• [Image object location listing]
┌──
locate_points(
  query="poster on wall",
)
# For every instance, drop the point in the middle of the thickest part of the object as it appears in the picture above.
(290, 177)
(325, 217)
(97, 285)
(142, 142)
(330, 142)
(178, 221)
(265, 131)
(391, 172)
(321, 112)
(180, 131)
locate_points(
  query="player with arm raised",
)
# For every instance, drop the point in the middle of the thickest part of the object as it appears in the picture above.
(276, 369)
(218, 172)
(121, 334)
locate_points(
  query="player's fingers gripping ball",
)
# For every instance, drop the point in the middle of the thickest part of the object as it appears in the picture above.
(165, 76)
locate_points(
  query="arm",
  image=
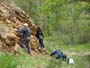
└──
• [Stated exercise]
Substitute "occurrence" for every "instance" in the listing above and give all of it back otherwise unchanged, without the pictures.

• [Completed task]
locate_points(
  query="poster on wall",
)
# For every occurrence, drop the point in the middle of the thickest part of the object as it appears in the picture above.
(290, 177)
(325, 217)
(97, 285)
(142, 142)
(330, 142)
(178, 221)
(265, 131)
(391, 172)
(321, 112)
(180, 131)
locate_points(
  query="player with arm raised",
)
# For every occurrence, drop the point in the middle of the thickest part of the object as it appears in the picture above.
(276, 369)
(218, 172)
(121, 334)
locate_points(
  query="player's fingers gripping ball",
)
# For every occurrence, drop the point in the middle of the thickest part of the object as it appears in the picture above.
(165, 76)
locate_points(
  query="arm",
  image=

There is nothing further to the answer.